begin The input
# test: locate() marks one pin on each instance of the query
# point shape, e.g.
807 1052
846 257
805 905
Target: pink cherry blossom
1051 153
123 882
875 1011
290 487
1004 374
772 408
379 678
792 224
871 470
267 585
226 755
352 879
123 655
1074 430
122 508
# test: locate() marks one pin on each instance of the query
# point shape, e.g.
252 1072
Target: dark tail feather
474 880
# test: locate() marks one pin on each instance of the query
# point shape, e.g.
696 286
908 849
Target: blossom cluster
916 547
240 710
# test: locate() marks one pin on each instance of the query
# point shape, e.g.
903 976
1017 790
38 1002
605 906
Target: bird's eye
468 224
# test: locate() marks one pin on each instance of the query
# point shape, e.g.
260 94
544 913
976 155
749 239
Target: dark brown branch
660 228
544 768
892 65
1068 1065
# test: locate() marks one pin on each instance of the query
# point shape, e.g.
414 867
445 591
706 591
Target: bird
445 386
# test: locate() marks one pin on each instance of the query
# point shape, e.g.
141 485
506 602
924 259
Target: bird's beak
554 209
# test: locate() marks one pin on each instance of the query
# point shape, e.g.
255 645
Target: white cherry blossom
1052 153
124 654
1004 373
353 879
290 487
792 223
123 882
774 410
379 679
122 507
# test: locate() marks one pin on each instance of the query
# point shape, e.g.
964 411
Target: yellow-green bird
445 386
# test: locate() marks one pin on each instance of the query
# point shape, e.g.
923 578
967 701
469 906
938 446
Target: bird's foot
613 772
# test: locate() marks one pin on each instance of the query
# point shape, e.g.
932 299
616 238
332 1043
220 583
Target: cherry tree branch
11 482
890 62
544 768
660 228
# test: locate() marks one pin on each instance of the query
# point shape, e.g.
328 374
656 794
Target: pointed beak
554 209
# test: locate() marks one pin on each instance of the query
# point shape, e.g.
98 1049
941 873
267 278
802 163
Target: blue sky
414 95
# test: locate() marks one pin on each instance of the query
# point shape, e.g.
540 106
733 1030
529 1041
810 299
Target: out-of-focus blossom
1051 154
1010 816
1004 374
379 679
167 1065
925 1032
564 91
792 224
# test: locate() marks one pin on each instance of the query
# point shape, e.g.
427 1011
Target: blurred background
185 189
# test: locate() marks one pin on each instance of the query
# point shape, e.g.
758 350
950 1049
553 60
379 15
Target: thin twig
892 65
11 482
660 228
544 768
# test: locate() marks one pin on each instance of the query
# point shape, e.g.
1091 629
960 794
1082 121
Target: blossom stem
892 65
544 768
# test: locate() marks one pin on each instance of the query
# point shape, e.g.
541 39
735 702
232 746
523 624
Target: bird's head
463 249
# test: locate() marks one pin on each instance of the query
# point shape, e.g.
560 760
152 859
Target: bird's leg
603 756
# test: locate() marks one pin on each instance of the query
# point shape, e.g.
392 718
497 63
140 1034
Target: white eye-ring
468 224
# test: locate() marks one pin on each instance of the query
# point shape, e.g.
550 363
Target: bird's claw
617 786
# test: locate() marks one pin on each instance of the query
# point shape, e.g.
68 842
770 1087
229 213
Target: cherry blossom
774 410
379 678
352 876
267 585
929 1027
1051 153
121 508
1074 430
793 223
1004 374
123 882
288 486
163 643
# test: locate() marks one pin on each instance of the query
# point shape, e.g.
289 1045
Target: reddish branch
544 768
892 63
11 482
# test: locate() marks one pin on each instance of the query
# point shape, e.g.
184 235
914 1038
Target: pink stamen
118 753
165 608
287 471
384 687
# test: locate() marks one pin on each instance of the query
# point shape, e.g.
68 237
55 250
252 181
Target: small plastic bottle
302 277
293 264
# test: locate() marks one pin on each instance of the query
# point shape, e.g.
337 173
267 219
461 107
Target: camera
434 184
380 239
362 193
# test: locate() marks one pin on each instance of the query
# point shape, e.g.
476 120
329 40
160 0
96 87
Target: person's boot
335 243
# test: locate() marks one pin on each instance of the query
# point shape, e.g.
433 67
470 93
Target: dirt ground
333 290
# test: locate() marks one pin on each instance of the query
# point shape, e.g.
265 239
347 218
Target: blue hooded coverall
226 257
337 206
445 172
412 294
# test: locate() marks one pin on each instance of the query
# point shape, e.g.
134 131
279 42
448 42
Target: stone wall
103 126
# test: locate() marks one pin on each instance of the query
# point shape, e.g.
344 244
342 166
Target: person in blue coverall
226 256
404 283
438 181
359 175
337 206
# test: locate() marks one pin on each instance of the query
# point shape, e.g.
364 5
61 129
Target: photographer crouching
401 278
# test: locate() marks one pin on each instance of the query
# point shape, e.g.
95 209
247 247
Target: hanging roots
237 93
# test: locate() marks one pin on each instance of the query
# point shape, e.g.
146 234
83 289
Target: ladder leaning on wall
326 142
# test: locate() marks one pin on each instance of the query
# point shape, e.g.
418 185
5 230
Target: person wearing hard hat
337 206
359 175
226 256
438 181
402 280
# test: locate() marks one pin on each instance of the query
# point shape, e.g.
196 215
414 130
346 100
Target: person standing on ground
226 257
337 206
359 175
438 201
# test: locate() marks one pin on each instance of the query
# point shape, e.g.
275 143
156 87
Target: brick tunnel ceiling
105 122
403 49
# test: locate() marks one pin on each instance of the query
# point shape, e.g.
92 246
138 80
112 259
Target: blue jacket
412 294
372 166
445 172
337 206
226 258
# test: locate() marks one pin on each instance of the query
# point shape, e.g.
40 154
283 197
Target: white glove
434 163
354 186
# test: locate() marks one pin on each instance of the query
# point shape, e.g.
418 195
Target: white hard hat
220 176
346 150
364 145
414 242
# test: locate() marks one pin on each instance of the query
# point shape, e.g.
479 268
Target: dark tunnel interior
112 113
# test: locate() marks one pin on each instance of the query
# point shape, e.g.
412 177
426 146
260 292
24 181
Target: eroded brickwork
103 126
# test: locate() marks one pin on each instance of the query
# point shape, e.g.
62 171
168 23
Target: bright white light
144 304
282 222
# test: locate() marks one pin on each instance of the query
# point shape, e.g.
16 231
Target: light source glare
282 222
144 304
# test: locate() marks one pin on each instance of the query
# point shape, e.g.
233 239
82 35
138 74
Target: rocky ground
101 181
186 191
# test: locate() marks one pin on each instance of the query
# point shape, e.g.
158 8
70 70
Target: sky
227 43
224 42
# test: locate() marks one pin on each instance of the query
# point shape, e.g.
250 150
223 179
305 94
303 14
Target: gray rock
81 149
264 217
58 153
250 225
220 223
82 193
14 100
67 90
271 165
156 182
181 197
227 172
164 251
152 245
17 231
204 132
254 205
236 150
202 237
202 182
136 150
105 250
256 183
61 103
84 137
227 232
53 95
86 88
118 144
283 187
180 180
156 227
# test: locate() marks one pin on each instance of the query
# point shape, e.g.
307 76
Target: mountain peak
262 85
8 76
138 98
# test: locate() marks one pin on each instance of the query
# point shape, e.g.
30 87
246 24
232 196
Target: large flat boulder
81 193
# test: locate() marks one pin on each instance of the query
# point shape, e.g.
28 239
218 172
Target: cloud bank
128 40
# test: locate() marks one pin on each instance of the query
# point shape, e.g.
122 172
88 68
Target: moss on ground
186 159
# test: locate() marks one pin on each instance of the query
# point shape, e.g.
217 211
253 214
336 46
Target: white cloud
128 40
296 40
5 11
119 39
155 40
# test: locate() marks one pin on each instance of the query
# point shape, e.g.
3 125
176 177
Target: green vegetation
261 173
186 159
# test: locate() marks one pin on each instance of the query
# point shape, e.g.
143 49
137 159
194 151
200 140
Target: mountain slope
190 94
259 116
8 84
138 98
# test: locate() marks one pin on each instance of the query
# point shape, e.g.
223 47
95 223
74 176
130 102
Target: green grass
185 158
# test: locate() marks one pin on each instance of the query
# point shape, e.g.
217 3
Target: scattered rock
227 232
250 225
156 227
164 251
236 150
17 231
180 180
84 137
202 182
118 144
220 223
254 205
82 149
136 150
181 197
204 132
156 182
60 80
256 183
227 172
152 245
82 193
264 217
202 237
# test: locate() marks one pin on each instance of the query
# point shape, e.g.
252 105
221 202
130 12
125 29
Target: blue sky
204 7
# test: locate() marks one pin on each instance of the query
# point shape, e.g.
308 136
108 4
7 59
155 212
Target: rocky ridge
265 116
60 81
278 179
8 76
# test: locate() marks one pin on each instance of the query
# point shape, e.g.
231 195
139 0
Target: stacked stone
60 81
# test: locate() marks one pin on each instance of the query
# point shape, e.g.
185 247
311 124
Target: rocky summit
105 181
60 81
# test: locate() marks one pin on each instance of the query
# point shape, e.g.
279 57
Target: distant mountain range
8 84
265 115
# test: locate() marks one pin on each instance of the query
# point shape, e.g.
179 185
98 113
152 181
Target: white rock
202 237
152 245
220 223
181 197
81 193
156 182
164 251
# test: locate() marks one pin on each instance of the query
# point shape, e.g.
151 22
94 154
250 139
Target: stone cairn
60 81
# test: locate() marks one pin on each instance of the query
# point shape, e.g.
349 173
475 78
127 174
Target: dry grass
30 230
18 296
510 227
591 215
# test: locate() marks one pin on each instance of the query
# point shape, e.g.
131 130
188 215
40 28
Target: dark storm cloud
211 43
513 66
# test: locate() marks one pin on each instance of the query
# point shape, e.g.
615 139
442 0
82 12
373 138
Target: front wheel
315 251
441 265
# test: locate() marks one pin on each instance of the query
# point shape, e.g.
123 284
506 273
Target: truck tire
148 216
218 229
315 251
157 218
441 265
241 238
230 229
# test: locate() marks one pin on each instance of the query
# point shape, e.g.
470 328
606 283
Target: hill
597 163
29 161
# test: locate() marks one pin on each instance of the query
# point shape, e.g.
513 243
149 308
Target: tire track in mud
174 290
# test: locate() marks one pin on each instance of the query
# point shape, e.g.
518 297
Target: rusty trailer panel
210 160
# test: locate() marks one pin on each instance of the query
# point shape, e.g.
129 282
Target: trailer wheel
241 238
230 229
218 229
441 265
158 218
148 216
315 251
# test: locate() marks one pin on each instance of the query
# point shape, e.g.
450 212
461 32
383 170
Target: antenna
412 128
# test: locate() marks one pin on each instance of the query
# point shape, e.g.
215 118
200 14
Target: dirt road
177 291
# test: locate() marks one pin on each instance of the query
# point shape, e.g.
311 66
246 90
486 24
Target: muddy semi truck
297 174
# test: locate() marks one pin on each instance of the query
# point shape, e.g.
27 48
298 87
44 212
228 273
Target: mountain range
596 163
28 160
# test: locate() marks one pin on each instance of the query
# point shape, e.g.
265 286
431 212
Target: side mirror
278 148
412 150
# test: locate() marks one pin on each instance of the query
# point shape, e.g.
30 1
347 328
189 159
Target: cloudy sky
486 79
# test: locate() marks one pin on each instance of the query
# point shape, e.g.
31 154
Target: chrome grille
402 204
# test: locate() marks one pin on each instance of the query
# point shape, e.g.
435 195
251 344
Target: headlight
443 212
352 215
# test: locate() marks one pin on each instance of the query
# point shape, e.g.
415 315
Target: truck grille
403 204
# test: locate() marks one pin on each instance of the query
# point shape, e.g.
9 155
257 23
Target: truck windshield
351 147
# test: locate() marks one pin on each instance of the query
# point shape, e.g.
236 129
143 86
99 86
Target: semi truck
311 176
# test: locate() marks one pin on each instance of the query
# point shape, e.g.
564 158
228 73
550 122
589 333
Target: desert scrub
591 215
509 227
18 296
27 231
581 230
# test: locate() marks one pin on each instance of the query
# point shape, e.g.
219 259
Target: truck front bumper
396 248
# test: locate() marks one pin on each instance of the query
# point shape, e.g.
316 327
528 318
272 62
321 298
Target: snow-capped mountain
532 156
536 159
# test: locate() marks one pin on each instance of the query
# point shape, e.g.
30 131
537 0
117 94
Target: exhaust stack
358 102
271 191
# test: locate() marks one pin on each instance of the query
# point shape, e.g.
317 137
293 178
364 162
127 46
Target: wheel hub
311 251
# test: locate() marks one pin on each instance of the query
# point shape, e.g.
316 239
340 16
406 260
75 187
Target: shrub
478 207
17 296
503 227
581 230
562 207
end The input
• [What to work on] How many lines in the source records above contain the word "blue"? Give only the number.

• [Solved exercise] 5